== Source document ==

30 Sep

Stronger than Death

Category: What We're Reading
By: Ken Myers
Published: 09/30/07

In 1999, I interviewed Alan Jacobs about J. K. Rowling's Harry Potter novels. After that interview, Dr. Jacobs collected his thoughts for an essay called "Harry Potter's Magic," published in First Things. Now that the final Harry Potter book has been published, a number of MARS HILL AUDIO listeners have suggested that I talk to Jacobs again to discover his take on the completed saga. While we won't be able to do that interview, you may be interested in reading the essay Alan wrote after reading the seventh book, "The Youngest Brother's Tale," published in Books and Culture. Jacobs argues that "The key theme of the whole series is the opposition of death and love: the devastation wrought by those whose fear of death causes them to shun love as a weakness, and, in contrast, the rich rewards in store for those who will not allow the fear of death to block love, who know that love risks all for the beloved."

===
== Data entries ==

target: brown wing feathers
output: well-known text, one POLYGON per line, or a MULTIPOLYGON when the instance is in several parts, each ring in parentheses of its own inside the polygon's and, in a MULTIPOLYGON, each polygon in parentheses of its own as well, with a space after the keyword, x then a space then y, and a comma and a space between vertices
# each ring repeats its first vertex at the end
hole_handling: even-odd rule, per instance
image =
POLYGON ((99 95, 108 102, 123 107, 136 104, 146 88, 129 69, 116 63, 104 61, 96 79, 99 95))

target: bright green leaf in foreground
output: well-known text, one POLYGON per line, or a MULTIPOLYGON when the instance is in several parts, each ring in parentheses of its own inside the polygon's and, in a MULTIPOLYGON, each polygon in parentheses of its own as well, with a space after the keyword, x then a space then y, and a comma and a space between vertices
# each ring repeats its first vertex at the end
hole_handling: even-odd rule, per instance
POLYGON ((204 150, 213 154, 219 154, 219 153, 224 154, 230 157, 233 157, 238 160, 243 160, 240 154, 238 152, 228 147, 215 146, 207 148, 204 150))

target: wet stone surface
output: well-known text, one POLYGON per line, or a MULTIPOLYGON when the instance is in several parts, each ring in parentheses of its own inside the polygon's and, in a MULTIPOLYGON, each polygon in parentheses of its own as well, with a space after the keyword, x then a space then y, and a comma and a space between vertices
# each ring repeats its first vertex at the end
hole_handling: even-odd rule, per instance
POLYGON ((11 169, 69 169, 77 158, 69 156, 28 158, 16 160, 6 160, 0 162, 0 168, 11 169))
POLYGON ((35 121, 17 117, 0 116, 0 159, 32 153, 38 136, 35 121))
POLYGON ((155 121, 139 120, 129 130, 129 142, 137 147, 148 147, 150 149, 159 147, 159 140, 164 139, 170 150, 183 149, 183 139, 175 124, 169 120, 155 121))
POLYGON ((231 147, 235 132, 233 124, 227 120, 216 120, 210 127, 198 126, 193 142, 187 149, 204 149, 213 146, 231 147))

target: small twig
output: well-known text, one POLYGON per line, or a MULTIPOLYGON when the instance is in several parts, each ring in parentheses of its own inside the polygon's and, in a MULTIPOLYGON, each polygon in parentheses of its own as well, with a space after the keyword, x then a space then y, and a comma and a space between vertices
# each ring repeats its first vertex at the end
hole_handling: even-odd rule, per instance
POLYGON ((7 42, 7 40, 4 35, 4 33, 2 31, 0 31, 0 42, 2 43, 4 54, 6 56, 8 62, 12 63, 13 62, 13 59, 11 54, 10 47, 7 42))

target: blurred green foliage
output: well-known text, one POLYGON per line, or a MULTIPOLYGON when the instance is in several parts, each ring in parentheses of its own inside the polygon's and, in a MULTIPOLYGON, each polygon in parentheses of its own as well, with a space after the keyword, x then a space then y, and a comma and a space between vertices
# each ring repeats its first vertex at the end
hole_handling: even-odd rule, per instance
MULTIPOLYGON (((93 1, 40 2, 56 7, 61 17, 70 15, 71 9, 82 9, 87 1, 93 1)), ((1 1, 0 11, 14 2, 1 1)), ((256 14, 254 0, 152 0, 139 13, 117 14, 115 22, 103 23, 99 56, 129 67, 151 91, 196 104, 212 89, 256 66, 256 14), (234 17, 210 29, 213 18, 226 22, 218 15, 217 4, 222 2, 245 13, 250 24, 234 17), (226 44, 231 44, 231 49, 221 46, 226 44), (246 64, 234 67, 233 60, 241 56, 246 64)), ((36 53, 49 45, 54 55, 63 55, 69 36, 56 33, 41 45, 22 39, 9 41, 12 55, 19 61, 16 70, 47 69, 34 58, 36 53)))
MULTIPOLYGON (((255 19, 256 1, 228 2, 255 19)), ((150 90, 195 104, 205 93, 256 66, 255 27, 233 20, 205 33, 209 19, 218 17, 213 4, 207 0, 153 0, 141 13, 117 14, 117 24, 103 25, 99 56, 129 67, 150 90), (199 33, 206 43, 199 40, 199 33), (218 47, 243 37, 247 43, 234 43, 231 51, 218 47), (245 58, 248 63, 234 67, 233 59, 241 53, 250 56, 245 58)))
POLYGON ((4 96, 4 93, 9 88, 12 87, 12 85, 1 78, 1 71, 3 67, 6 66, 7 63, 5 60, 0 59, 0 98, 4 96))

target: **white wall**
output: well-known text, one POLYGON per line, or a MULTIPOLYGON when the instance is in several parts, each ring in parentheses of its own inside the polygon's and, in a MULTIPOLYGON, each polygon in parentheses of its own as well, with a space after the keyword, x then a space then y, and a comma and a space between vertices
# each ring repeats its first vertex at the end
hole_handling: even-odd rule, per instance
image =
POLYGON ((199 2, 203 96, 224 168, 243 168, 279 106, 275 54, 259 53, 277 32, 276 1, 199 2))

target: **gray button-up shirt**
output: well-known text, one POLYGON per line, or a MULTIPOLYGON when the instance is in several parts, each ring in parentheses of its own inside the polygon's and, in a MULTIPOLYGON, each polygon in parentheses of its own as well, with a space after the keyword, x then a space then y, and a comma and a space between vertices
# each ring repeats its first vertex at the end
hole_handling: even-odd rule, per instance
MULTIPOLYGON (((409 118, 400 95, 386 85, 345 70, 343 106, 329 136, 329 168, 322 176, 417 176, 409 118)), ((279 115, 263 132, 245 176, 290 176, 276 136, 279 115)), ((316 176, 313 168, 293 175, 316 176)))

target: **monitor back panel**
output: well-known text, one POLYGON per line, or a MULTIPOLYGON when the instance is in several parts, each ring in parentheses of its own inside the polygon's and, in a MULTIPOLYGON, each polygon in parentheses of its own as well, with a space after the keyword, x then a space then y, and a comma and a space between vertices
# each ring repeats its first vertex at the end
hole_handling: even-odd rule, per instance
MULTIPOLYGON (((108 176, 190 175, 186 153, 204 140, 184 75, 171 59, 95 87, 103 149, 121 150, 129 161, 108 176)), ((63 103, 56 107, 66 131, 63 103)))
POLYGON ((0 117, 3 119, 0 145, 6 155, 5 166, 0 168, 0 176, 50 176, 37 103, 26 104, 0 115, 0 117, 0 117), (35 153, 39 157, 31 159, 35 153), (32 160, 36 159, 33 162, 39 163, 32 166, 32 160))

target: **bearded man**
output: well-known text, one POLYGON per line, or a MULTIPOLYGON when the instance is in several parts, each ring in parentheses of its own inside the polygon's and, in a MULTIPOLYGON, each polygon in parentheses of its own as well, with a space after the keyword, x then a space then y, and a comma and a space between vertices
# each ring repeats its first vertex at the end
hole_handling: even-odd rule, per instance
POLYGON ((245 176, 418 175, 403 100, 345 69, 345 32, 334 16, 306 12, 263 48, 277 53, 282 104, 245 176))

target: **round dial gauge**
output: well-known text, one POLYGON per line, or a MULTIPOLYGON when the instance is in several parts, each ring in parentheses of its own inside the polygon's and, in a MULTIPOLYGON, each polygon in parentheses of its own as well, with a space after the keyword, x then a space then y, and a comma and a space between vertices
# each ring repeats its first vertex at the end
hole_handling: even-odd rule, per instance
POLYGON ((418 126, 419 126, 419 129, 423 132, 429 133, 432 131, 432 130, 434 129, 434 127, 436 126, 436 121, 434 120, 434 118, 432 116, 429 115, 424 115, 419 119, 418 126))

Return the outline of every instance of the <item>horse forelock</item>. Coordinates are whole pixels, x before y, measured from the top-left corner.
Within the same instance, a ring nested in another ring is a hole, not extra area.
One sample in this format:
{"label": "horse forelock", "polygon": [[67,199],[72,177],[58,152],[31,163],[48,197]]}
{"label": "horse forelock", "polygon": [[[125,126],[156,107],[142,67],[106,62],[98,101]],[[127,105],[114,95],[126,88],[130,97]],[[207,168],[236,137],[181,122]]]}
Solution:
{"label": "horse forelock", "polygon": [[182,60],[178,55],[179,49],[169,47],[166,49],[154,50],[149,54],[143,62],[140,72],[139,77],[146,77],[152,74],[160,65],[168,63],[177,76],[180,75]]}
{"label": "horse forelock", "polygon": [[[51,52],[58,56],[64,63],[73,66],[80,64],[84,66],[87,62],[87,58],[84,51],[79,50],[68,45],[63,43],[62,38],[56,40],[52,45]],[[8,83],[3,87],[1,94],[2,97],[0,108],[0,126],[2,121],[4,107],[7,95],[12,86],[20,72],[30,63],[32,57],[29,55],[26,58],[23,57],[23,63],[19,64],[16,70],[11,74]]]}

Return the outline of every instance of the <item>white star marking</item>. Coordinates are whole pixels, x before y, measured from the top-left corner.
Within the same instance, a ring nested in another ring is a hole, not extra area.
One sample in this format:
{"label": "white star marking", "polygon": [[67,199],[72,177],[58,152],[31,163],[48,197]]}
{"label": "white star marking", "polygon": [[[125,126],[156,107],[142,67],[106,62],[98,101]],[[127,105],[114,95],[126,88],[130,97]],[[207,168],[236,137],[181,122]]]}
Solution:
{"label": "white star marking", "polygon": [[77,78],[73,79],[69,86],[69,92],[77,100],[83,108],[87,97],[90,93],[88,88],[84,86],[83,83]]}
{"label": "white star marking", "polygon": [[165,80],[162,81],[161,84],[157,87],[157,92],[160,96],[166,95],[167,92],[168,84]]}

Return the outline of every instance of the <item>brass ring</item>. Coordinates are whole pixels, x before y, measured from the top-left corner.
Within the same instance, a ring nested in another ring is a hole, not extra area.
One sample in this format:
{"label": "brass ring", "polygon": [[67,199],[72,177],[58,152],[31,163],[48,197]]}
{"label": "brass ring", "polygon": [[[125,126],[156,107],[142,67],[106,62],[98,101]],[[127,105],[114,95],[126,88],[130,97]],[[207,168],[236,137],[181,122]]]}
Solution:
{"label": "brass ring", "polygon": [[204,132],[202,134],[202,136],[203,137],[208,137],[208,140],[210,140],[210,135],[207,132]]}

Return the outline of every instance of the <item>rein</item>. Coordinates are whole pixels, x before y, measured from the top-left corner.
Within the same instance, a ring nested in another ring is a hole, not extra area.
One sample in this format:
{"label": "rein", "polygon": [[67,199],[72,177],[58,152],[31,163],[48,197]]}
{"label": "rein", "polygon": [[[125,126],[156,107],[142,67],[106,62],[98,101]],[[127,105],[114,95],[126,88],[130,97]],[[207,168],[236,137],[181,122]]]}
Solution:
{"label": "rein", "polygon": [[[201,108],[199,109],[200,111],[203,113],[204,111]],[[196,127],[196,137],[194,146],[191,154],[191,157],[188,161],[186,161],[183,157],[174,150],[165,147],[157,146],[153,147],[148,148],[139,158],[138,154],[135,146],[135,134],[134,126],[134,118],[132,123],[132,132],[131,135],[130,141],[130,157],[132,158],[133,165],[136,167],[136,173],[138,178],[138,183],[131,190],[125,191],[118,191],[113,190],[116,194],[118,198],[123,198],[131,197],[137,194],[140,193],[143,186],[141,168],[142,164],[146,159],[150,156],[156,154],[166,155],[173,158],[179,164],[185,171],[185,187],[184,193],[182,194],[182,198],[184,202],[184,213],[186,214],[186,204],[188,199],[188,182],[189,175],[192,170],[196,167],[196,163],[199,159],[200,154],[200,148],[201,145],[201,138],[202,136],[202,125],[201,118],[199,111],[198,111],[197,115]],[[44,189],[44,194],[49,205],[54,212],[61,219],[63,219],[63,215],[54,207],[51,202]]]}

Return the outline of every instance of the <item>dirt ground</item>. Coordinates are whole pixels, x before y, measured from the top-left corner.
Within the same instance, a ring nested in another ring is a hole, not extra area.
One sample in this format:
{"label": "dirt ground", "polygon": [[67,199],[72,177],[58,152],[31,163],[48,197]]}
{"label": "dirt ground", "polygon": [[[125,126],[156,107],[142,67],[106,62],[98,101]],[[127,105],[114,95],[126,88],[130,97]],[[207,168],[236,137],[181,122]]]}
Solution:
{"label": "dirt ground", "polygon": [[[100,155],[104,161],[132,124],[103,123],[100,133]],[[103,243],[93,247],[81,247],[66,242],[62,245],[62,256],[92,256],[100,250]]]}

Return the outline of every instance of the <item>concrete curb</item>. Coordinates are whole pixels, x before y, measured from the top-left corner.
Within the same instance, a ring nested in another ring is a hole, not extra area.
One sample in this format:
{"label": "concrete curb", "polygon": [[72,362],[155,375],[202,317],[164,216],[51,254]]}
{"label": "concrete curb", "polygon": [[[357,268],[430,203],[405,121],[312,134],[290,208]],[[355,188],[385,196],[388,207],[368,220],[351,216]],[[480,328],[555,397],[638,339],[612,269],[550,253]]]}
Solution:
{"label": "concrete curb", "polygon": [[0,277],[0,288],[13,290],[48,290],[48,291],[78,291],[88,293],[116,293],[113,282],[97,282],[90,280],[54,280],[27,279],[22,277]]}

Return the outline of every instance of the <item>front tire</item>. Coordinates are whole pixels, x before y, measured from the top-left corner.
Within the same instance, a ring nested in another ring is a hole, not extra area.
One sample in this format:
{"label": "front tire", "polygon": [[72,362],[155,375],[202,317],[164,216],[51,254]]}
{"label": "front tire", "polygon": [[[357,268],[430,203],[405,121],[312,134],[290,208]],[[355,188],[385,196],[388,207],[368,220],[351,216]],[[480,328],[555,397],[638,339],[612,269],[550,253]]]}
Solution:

===

▶ **Written request 1**
According to the post on Alan Jacobs and the Harry Potter novels, in what publication did "Harry Potter's Magic" appear?
▶ **Written request 2**
Extend the post on Alan Jacobs and the Harry Potter novels, picking up after its final sentence.

▶ **Written answer 1**
First Things

▶ **Written answer 2**
Meanwhile, The First Things website has published a brief but thoughtful response to some of the accusations leveled against Rowling's book by conservative Christians. In "Harry Potter and the Christian Critics," Mark Shea argues that the magic in these books is 'incantational,' not 'invocational,' exactly like the magic of Gandalf. Born with the talent for magic, Gandalf says the magic words and fire leaps forth from his staff, just as from Harry's wand. No principalities or powers are invoked in HP. Indeed, if any words are 'invocational' they are the prayer to Elbereth and Gilthoniel uttered in Middle Earth. Yet nobody accuses Tolkien of promoting the worship of false gods. That's because we understand Tolkien's fictional subcreation and its rootedness in Christian thought. I suggest Christian critics try to extend Rowling the same charity.""

Posted by Ken Myers on 10/1/07"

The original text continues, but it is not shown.